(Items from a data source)
* * * * *

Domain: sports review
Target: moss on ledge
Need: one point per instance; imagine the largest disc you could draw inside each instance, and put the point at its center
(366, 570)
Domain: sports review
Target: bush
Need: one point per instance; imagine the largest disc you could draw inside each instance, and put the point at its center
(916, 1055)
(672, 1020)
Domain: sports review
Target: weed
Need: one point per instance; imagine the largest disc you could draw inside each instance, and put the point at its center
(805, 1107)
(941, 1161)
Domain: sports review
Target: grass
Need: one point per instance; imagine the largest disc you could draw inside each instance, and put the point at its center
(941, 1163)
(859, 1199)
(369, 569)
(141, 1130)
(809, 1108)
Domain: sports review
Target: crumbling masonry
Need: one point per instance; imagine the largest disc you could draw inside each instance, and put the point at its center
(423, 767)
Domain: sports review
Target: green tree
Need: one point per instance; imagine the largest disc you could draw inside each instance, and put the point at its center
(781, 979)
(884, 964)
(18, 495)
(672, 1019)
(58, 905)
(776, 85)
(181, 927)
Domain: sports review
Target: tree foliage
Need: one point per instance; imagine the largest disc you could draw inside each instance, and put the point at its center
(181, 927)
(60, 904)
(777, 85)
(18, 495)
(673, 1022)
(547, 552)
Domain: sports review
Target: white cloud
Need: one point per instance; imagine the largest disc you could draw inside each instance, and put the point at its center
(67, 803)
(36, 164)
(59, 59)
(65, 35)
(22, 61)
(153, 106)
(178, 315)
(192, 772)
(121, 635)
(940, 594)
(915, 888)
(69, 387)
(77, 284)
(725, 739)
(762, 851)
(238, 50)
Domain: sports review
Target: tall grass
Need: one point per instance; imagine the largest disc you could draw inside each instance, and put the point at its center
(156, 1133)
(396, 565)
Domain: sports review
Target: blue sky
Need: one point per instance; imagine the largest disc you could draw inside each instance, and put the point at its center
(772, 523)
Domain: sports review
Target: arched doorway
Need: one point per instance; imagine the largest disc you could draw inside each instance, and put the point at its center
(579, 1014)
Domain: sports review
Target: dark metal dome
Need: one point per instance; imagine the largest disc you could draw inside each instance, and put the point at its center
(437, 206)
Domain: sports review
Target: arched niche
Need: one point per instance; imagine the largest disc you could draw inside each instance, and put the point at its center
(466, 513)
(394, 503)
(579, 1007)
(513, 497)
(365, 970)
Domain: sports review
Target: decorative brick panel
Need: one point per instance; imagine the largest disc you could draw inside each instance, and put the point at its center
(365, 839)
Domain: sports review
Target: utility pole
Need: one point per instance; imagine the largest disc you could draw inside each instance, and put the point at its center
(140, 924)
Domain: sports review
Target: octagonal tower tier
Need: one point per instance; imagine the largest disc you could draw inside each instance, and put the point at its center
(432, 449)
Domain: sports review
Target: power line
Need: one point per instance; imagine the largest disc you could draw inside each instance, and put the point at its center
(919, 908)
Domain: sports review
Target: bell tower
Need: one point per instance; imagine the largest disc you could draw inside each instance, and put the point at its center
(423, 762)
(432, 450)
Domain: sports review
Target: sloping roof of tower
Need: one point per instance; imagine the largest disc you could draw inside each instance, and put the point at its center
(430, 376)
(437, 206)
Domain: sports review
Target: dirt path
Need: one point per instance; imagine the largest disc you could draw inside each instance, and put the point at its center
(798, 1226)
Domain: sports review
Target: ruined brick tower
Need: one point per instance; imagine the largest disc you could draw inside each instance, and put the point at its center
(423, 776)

* * * * *

→ **What you will do**
Write out the rows from the very first line down to the line containing "(672, 1020)", including that line, and keep every line unchanged.

→ **Correct output**
Domain: sports review
Target: moss on ledge
Need: one point per instance; imagine the largest disc you could draw inside each instance, and put the point at its center
(366, 570)
Domain: sports review
Target: bush
Need: one point per instance; imagine the largest disc you could draw inside each instance, and put the point at its center
(916, 1055)
(672, 1020)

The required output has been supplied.